___ Page extract

Each of these instances represent a coordination problem with opportunities for defection. Policing against defections in these situations is difficult because the action spaces, information channels, and flavors of strategic behavior in each case are all essentially unboundedly large. Enforcement is an open-ended problem that is extremely difficult and costly. While institutional agency exist which keep defection in check, they are never completely effective.
The power of digital abstraction is essentially to take a cooperation problem such as one of the above, and embed it into a digital sandbox which provides an extreme level of environmental insulation. The outcome of an operations in a digital abstraction layer can be completely traced back to a finite collection of known inputs and the known details of the operation itself. Thus, for coordination problems which have been entirely embedded in this way, the problem of enforcement transforms into much simpler, more closed-ended problem. One way of thinking about this transformation achieved by digital abstraction is that it allows enforcement to largely take place at the level of the elemental digital logic instead of at the higher level of emergent action spaces. Thus, I only need one simple and generic coordination engine for the enforcement of digital logic instead of N complex and error-prone engines–one for each problem.
It could be argued that pulling coordination problems into a digitally abstracted setting is actually the key contribution of modern blockchain technology. It’s true that blockchains often involve complex and innovative consensus mechanisms that push the frontier of Byzantine Fault Tolerance (BFT) performance. But, taking a step back, these mechanisms are really only useful because of the revolution of computation over the past century which has provided a substrate for substantive economic activities to occur in a fully digital manner. While the founding fathers of democracy might have understood the essential considerations underwriting the construction of a BFT consensus mechanism, the idea that much of governmental process could be executed by a deterministic, digital device would have been difficult to comprehend. It is the progress of computation, not game theory, that makes such systems viable.

______
___ Data shown

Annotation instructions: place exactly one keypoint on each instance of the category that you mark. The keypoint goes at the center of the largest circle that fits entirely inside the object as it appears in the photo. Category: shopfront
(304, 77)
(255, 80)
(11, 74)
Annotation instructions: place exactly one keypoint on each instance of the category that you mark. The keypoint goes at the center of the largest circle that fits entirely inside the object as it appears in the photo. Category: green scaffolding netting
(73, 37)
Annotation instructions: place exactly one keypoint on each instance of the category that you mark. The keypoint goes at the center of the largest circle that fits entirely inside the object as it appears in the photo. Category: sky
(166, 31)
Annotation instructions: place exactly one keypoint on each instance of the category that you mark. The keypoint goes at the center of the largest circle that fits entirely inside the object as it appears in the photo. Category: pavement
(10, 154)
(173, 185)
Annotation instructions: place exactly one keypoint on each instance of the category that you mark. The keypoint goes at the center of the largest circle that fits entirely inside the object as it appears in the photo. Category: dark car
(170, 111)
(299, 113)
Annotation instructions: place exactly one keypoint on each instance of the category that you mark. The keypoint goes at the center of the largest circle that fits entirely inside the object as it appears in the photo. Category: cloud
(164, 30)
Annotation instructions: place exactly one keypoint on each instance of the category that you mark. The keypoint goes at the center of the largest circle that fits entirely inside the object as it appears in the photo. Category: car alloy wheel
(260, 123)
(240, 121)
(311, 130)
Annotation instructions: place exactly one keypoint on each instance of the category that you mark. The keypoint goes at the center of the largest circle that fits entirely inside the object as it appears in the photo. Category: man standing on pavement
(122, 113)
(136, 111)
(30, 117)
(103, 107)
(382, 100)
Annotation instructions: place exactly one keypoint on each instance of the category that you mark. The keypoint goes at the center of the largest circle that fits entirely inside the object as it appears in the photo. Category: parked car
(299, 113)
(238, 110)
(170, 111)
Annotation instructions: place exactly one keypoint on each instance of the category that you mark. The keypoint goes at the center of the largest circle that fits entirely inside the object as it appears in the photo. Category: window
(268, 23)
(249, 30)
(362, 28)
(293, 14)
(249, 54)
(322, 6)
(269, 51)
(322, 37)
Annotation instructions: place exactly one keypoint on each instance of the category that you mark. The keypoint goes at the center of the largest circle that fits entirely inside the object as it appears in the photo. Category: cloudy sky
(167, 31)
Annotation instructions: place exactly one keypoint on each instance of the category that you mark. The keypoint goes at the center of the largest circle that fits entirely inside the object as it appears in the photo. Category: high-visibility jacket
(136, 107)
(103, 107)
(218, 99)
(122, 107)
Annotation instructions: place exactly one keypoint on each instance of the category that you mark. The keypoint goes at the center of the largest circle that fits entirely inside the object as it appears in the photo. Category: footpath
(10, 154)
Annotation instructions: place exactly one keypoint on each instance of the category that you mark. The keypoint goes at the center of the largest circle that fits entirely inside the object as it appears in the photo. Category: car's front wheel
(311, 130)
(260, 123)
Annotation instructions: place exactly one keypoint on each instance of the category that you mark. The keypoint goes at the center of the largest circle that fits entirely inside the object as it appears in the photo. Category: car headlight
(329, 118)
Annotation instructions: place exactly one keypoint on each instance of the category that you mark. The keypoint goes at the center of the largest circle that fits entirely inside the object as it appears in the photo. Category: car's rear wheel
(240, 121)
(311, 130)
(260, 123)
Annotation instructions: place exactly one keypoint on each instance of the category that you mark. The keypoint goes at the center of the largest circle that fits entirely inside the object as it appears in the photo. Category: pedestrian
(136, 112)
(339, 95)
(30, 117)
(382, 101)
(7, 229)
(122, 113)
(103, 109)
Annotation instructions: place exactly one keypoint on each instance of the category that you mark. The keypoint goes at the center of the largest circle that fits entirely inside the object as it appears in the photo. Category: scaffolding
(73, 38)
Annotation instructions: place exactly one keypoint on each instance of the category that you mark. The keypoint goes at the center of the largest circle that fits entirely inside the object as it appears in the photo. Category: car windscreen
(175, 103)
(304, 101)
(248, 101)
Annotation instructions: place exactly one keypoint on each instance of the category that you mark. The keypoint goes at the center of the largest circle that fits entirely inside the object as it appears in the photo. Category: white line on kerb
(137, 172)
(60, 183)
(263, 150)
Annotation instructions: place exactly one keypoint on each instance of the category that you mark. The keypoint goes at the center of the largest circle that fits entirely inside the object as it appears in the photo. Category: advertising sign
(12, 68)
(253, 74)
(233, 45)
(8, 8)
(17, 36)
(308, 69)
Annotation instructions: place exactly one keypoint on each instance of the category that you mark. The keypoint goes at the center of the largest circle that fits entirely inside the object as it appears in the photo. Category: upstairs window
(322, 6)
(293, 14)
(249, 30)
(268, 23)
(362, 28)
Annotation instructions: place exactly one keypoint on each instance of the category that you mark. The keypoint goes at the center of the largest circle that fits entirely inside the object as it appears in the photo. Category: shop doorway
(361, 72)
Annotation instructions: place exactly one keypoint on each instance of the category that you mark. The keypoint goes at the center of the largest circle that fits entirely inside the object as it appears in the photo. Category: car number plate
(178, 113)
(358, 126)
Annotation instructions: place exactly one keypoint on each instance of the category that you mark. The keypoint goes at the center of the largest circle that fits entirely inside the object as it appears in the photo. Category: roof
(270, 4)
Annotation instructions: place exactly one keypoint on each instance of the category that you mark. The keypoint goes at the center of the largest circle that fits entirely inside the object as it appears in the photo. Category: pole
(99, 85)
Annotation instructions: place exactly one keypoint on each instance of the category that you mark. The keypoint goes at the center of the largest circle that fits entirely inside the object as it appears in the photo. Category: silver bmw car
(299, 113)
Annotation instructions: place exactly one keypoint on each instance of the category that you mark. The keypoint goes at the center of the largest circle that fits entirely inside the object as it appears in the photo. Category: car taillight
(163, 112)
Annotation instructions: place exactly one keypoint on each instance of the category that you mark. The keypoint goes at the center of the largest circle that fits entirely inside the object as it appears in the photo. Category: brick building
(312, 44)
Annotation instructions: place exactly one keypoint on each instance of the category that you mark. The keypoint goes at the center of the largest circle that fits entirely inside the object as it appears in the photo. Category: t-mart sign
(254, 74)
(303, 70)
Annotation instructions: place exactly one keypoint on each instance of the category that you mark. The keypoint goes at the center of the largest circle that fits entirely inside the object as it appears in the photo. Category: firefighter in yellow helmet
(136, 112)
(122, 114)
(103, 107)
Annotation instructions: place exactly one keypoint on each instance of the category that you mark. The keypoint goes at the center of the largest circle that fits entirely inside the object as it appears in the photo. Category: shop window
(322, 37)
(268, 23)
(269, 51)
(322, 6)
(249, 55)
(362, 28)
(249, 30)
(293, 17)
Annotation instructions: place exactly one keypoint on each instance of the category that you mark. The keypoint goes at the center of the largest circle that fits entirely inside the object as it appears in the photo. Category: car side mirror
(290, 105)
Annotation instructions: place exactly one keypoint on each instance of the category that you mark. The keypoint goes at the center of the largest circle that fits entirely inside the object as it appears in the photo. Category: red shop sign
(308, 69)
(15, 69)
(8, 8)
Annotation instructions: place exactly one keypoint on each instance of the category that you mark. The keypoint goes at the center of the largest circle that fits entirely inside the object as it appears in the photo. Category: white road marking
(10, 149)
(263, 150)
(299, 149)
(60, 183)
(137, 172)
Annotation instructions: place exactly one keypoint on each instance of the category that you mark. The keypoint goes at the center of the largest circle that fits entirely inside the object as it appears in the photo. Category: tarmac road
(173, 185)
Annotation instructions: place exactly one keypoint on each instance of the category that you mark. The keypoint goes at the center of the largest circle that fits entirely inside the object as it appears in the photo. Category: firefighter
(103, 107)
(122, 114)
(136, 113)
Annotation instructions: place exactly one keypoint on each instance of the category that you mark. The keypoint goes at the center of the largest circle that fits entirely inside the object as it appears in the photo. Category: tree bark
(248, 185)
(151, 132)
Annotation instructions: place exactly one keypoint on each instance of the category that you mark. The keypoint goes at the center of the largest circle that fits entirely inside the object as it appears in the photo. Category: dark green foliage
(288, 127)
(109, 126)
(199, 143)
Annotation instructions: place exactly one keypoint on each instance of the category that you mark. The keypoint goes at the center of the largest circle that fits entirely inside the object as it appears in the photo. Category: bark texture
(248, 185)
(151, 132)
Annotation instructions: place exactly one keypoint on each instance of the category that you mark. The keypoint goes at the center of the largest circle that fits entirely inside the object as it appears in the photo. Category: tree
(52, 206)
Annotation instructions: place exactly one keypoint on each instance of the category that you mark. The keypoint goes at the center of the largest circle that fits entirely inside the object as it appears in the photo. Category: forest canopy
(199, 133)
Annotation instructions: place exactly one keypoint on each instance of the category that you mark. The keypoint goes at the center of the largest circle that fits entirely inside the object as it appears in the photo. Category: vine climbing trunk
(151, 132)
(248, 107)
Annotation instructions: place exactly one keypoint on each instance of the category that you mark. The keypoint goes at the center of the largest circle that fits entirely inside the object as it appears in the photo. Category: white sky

______

*Directions*:
**A.** Translate into Spanish this sentence from the passage on digital abstraction: "It could be argued that pulling coordination problems into a digitally abstracted setting is actually the key contribution of modern blockchain technology."
**B.** Swap "coordination problem" for "collective action problem" in the passage on digital abstraction, giving again the part that opens with the words containing "Each of these" and closes with "never completely effective.".
**C.** Extend the passage on digital abstraction and blockchain beyond its final sentence.

*Solved problems*:
**A.** Se podría argumentar que trasladar los problemas de coordinación a un entorno digitalmente abstraído es, en realidad, la contribución clave de la tecnología blockchain moderna.

**B.**
Each of these instances represent a collective action problem with opportunities for defection. Policing against defections in these situations is difficult because the action spaces, information channels, and flavors of strategic behavior in each case are all essentially unboundedly large. Enforcement is an open-ended problem that is extremely difficult and costly. While institutional agency exist which keep defection in check, they are never completely effective.

**C.**
Indeed, this matter of the expressivity of the digital domain remains the key bottleneck in the conversion of coordination processes to the digital domain. Suppose that we could coordinate to select a policy which we wanted to be executed by some kind of digital governance process. Except in the case of very simple policies, existing computational paradigms have been inadequate to address the nuanced requirements of judgement and reasoning required by such a task.
The modern revolution in AI technology stands to change this. It happens that when humans figured out how to create intelligence, they did it within a digital environment. This means that modern AI is exactly the tool needed to take complex reasoning processes and allow them to be verified end-to-end via simple reductive verification of their elemental operations–the key benefit of digital abstraction.
(There remains an important question, the so-called AI alignment problem, of whether it is possible to specify an AI that implements a policy specified by humans in a manner keeping with general human expectations. While this is certainly an important and non-trivial question, when it comes to many types of tasks there is room for optimism. In a word, while AI alignment is hard and indeed perhaps critical to the survival of our species, aspects of AI such as its digital nature may mean that it is not as hard as, say, human alignment.)